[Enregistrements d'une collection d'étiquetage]
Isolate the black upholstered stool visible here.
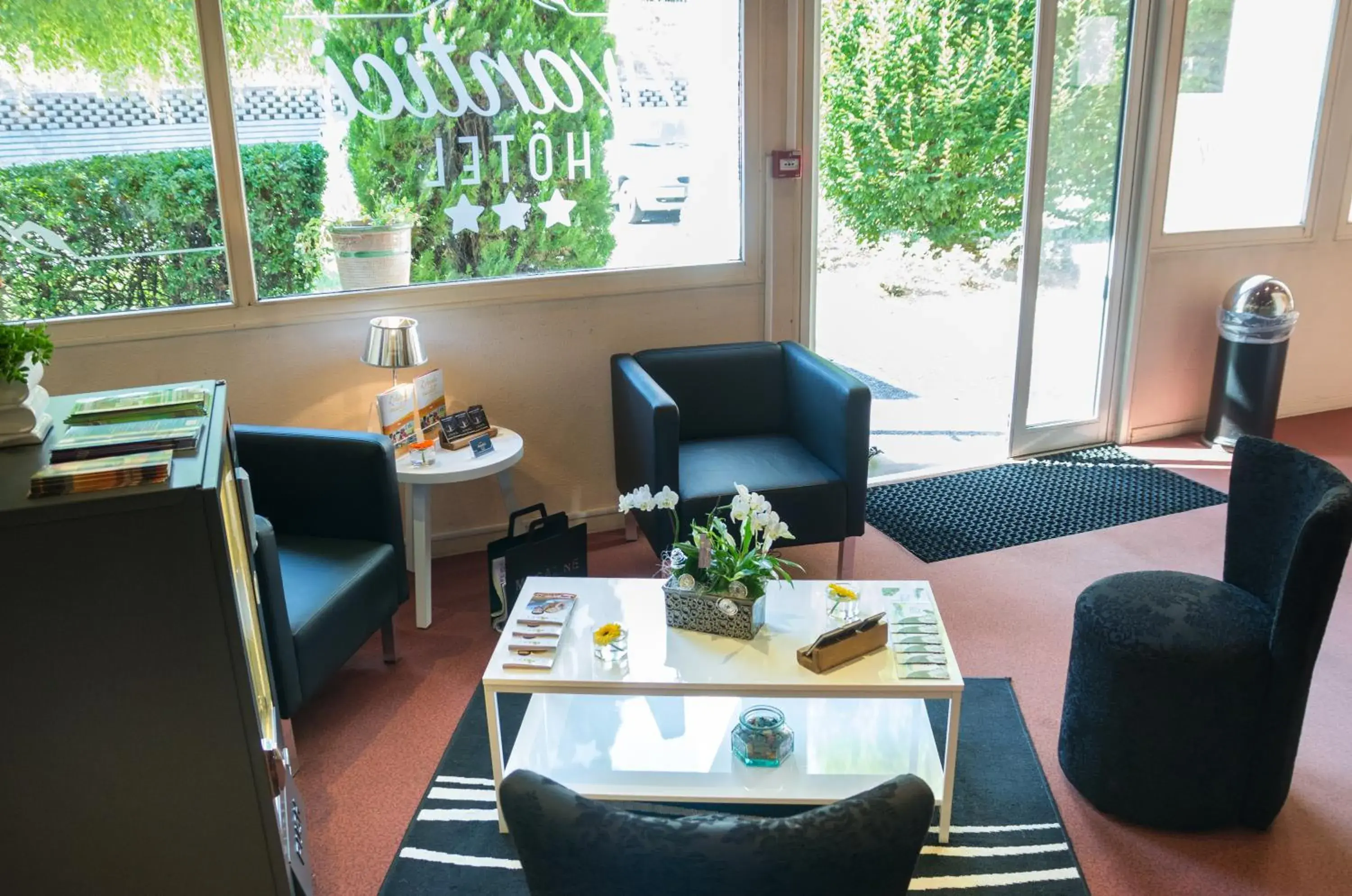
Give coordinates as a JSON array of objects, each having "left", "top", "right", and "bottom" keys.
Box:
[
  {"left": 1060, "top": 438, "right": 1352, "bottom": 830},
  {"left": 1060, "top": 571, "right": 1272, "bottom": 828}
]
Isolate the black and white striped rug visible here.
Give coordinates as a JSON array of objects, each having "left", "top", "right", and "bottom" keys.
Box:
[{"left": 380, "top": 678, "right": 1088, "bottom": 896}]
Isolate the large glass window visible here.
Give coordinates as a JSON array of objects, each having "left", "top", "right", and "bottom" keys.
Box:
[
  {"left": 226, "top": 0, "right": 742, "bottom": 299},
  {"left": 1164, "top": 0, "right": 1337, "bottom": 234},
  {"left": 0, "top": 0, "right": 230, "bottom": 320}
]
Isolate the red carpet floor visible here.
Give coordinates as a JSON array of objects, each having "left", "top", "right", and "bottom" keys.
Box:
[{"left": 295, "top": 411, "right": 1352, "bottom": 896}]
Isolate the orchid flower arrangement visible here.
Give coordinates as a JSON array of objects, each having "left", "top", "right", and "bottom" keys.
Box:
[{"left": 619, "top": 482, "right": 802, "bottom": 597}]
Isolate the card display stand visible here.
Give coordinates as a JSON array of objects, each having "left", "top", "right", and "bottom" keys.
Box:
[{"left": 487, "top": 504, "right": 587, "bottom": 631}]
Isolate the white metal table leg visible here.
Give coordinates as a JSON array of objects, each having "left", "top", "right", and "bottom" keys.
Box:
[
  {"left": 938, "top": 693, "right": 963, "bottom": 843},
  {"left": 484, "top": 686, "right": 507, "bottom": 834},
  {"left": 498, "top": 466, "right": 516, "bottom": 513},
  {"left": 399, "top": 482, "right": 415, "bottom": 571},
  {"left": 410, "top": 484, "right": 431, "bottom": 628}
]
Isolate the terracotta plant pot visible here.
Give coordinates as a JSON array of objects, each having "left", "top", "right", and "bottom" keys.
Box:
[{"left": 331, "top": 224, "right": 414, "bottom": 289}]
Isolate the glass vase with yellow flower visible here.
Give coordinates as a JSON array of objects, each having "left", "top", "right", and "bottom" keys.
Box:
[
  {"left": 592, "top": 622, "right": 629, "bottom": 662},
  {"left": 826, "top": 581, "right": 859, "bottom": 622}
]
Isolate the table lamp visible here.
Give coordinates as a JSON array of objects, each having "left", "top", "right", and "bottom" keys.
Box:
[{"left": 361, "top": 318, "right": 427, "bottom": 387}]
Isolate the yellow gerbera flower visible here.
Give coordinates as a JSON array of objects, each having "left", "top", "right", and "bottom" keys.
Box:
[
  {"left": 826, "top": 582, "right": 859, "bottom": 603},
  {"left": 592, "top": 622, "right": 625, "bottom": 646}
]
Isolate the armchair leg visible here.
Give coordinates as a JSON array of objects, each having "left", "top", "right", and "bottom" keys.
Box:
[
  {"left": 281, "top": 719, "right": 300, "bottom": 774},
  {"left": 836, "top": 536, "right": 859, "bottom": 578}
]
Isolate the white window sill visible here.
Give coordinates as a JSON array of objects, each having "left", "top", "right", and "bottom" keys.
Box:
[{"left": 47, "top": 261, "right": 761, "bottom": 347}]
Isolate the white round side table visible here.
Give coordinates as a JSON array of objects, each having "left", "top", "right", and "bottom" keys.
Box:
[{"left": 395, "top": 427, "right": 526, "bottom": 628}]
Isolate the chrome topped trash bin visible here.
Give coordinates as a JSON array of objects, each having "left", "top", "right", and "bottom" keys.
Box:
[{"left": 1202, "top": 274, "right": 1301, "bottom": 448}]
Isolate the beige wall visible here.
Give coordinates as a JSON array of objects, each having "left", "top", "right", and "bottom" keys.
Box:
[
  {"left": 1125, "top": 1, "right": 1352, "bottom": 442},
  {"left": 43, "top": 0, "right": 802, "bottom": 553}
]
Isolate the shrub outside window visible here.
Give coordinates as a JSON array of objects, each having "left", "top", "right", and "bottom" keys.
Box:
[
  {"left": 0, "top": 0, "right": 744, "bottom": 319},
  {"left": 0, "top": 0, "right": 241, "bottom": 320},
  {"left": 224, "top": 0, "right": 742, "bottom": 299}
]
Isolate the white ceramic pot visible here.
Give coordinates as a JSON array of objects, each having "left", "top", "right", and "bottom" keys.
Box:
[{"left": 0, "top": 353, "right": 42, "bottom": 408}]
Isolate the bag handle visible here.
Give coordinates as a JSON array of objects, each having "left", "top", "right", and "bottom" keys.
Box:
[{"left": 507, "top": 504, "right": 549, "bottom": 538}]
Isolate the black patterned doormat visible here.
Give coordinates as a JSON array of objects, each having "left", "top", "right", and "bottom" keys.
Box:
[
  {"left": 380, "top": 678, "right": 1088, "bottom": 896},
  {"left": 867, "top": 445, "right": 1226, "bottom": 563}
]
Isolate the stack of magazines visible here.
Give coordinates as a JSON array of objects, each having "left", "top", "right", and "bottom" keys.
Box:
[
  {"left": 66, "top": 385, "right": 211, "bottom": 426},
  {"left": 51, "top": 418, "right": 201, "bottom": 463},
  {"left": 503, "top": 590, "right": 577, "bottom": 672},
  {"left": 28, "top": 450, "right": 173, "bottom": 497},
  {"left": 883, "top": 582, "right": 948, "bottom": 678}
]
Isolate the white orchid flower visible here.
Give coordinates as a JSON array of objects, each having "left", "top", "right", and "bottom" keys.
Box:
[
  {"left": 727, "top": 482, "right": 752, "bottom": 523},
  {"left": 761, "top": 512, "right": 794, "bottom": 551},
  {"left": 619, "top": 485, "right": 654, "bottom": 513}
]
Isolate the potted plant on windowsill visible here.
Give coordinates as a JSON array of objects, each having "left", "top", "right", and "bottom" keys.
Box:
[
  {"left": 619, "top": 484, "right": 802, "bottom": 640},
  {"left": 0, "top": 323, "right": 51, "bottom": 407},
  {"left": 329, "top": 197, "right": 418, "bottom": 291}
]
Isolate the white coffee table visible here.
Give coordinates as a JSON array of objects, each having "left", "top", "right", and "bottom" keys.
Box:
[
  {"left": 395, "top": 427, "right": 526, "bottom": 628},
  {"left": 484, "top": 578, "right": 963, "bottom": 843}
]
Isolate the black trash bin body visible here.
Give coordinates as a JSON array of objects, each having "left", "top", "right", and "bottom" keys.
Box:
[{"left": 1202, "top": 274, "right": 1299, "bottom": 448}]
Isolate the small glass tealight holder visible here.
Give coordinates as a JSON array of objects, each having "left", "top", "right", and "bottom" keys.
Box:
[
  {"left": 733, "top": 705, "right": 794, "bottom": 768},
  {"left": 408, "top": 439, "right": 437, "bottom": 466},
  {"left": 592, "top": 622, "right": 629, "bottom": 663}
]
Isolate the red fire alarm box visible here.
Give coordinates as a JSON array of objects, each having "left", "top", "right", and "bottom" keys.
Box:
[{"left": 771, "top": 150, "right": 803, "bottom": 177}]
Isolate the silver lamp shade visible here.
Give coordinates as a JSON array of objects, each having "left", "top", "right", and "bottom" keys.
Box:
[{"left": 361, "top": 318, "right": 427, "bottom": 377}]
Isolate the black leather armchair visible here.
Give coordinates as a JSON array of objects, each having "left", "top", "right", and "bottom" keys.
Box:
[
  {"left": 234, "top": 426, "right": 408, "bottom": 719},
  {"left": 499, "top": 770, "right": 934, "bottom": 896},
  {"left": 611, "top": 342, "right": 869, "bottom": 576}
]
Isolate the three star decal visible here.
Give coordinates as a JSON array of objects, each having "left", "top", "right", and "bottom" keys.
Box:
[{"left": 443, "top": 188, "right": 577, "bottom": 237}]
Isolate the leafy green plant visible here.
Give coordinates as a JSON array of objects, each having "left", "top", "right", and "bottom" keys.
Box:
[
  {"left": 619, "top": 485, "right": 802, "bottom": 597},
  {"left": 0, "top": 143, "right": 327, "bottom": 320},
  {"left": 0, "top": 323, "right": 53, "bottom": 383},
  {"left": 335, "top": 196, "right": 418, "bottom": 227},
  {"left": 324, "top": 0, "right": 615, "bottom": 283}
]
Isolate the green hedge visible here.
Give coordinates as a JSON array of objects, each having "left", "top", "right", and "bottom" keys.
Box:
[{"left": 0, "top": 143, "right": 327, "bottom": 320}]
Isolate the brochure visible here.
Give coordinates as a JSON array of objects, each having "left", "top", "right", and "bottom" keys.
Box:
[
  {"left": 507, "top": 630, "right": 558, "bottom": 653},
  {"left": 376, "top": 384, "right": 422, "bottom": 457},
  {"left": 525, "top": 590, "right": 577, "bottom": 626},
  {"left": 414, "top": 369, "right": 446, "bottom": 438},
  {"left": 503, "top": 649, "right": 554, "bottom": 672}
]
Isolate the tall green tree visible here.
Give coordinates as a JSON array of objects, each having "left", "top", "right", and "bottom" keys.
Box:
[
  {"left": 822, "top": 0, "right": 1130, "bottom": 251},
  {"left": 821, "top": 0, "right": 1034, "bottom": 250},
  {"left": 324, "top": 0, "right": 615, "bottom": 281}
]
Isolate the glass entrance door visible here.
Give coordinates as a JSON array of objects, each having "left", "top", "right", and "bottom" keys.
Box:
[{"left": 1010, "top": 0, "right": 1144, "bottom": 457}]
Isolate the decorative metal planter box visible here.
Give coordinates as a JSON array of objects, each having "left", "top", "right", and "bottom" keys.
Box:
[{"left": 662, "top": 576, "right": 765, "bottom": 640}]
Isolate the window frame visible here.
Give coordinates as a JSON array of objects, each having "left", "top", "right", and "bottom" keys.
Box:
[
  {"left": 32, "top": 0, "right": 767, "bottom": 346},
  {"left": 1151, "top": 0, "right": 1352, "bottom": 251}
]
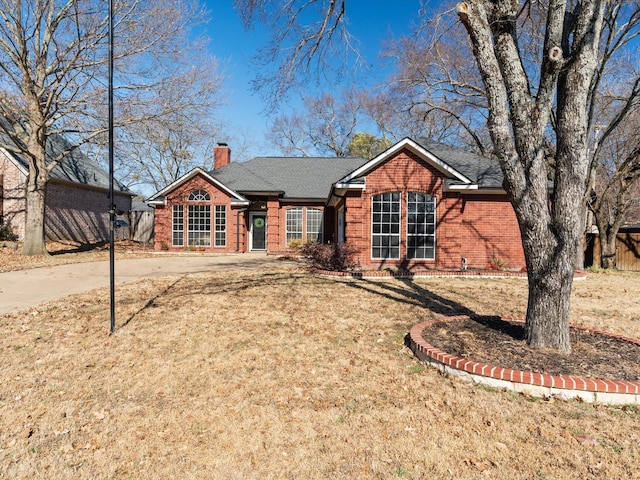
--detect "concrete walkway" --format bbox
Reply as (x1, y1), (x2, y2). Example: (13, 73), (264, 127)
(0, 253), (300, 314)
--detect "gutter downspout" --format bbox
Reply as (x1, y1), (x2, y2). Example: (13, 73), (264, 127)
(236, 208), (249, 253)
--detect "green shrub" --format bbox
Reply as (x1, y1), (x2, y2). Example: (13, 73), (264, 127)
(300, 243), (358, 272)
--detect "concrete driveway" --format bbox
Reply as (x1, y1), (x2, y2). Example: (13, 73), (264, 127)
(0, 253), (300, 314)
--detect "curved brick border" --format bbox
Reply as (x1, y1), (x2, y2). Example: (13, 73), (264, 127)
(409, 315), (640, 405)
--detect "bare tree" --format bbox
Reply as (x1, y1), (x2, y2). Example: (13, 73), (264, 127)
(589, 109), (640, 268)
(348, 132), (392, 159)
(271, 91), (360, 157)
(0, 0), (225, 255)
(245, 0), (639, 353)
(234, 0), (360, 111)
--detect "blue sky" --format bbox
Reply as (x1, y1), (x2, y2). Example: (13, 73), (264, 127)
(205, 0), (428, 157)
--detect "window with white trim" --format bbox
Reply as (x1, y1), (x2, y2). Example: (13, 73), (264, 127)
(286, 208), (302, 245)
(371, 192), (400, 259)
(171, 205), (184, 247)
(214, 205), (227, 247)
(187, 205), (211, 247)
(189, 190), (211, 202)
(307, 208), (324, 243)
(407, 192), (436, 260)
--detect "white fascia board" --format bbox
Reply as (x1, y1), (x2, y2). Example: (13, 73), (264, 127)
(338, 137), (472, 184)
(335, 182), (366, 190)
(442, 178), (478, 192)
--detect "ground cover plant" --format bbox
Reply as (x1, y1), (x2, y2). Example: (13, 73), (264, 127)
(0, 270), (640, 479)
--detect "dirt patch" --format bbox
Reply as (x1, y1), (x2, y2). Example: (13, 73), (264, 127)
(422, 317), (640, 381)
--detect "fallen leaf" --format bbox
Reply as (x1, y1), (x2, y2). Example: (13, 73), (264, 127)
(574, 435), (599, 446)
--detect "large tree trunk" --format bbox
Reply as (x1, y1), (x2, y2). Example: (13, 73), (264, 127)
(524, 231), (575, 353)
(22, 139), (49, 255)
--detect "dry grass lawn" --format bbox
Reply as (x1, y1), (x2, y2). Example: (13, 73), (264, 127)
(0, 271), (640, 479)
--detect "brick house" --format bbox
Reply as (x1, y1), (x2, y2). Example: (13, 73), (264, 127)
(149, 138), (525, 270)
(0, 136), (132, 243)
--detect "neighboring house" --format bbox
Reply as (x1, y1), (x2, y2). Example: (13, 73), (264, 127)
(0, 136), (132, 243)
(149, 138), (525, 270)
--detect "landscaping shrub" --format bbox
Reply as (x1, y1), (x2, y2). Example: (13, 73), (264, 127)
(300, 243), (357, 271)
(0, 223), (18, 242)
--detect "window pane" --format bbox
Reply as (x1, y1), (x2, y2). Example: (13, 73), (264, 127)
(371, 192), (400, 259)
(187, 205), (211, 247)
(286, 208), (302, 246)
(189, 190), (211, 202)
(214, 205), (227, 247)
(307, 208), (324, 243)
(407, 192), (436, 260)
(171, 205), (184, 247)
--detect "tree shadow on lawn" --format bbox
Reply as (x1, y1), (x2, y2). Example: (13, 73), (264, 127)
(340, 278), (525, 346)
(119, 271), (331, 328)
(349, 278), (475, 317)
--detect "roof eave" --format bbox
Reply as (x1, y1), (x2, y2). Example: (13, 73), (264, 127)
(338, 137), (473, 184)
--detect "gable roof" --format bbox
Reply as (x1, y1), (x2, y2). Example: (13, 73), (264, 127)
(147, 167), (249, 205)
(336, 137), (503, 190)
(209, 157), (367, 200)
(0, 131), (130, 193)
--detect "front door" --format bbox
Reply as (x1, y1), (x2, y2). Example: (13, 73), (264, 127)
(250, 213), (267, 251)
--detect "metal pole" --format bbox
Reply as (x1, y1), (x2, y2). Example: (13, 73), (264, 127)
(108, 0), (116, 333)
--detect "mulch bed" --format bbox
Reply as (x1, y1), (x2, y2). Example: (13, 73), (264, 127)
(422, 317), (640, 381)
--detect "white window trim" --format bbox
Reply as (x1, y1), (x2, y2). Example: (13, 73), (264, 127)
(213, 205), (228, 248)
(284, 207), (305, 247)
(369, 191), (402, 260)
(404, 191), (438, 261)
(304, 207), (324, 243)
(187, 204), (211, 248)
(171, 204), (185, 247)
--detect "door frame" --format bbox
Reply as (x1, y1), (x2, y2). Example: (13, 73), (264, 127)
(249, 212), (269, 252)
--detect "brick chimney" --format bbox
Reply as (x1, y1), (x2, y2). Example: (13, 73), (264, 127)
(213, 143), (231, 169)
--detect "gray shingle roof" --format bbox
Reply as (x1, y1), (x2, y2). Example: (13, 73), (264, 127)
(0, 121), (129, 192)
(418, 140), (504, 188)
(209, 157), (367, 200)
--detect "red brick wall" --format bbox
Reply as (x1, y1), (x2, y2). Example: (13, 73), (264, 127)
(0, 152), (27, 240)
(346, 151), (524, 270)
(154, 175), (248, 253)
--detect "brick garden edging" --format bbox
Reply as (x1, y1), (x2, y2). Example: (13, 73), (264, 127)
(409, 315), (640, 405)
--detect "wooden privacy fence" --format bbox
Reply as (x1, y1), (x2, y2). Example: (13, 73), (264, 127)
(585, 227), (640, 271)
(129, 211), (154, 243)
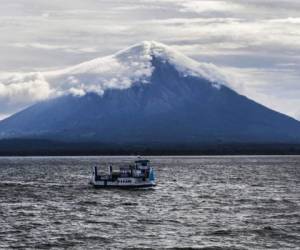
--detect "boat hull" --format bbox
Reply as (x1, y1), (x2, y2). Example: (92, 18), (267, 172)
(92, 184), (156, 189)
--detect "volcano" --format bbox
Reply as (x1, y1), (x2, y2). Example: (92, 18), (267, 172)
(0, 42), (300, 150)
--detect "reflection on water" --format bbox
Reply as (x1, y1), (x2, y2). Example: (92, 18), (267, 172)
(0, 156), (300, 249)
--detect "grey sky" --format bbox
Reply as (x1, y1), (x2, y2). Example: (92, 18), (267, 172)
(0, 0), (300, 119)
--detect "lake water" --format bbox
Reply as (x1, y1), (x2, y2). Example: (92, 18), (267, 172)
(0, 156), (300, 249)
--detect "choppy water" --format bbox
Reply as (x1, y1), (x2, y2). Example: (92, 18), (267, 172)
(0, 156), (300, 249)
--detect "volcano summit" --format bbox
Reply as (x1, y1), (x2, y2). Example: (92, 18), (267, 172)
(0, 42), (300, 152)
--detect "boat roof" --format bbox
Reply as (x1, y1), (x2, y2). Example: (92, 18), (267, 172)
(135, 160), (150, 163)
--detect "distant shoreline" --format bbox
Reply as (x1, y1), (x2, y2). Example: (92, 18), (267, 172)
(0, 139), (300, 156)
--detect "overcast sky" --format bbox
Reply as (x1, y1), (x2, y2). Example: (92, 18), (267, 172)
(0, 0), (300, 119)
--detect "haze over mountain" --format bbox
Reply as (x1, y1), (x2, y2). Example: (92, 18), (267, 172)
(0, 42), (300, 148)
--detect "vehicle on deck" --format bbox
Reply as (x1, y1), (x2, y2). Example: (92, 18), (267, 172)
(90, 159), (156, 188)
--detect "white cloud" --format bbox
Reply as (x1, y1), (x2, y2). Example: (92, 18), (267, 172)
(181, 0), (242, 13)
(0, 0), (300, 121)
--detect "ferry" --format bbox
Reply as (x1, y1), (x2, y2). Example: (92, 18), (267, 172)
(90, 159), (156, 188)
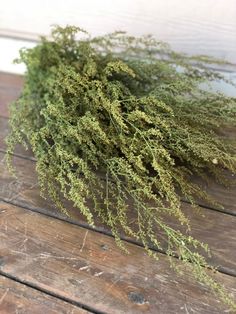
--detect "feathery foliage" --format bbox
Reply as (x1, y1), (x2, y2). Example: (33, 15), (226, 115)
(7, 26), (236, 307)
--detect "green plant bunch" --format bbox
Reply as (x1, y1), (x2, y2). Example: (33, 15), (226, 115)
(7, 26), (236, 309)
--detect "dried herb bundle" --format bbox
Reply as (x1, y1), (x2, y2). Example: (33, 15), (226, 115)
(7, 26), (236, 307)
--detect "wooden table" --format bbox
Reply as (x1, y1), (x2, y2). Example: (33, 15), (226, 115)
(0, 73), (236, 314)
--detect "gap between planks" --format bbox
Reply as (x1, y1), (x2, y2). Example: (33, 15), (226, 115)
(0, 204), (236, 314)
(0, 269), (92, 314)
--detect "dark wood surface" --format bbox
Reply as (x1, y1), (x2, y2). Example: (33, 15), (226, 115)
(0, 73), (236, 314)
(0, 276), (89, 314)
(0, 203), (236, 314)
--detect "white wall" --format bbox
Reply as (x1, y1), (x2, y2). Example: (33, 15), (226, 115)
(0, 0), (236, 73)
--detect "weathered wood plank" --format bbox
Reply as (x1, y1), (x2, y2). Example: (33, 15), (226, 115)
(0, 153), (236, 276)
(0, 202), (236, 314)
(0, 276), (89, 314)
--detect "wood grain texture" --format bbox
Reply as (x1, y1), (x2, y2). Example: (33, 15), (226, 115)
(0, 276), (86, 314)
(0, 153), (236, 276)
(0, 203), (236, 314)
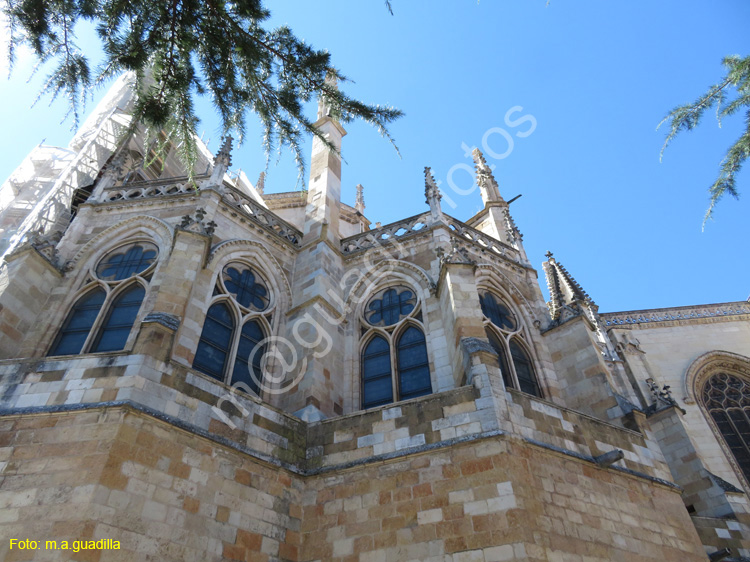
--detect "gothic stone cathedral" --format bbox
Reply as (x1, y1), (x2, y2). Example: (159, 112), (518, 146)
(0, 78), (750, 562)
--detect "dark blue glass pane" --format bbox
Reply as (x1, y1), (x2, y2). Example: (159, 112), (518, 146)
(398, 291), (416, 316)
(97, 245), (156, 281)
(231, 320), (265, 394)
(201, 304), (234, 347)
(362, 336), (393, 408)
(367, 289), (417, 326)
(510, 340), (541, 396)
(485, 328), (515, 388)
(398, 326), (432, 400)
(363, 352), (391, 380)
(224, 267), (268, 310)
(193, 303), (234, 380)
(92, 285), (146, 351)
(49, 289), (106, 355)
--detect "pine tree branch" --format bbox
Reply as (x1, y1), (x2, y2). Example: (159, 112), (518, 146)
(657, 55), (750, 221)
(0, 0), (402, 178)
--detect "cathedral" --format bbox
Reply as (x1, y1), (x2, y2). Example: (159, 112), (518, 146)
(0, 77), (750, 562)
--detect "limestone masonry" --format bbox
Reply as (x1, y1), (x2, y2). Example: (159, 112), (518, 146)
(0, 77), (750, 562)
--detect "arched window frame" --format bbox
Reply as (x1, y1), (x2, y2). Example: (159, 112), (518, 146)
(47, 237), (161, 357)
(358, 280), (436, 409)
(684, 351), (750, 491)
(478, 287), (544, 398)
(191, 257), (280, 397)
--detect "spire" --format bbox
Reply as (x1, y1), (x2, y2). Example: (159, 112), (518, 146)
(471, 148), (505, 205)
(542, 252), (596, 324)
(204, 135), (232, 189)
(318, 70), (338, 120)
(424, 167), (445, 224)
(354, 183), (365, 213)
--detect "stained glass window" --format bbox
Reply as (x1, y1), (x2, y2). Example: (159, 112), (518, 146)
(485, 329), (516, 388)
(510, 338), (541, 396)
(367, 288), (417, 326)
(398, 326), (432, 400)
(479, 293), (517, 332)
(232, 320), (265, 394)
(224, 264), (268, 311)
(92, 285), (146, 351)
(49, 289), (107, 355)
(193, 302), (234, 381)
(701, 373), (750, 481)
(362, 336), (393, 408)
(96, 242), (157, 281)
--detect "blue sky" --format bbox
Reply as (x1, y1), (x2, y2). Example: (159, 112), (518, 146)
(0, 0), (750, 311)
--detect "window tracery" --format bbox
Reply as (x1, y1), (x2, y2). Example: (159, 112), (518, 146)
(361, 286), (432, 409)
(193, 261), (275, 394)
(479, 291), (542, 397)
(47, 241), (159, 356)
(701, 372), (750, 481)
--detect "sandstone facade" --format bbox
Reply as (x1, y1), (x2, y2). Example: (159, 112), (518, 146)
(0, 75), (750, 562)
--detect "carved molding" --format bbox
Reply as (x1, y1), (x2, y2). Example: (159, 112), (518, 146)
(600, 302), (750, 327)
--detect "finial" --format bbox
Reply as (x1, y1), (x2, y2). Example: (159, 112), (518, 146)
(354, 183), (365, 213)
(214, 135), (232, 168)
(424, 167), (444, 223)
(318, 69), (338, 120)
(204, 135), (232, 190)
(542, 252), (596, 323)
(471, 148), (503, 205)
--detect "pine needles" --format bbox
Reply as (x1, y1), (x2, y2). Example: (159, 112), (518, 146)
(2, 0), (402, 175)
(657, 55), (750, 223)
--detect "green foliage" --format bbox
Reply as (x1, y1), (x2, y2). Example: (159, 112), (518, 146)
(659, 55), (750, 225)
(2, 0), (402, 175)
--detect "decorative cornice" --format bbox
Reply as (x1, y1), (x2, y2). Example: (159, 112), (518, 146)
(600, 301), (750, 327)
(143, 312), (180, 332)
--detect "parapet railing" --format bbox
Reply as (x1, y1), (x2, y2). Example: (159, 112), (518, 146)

Consigne -> Repérez dans les enregistrements chaque ligne contenant le mot « lawn », puis recopiez-les toutes, s'il vous plaît.

Corrigé ->
--detect "dry grass lawn" --format bbox
--detect "tree shadow on lawn" --format bbox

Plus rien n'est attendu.